Your task is to copy every line of the entries that holds the word "glass".

» **EXCERPTED DATA**:
■ ■ ■

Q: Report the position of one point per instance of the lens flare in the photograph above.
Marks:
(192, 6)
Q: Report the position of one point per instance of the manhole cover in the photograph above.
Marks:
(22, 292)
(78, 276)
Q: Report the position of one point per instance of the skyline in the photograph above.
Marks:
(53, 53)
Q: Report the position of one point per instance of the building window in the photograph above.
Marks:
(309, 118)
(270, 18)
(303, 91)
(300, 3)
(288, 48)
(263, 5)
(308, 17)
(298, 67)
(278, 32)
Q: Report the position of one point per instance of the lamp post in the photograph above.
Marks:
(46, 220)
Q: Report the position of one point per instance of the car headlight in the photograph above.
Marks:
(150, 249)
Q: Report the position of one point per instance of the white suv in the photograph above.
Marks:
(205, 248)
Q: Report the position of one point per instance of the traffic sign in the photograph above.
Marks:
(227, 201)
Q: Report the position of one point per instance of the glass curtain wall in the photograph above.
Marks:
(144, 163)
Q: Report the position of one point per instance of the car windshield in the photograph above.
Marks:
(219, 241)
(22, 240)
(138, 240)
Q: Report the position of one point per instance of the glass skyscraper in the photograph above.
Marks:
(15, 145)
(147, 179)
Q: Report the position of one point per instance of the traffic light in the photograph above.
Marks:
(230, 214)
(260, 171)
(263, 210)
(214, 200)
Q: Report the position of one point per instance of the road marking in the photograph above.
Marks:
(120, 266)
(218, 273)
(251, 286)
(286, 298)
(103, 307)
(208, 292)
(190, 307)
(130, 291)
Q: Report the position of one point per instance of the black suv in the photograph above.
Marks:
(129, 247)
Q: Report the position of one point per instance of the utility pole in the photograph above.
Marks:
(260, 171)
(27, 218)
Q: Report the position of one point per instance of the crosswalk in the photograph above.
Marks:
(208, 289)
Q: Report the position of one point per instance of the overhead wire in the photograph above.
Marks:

■ ■ ■

» **ANSWER FOR THE TASK**:
Q: Report the position of one point per instance of the glass curtain wall in the photograph above.
Q: Report the position of one point per instance of the glass skyscraper in the photograph above.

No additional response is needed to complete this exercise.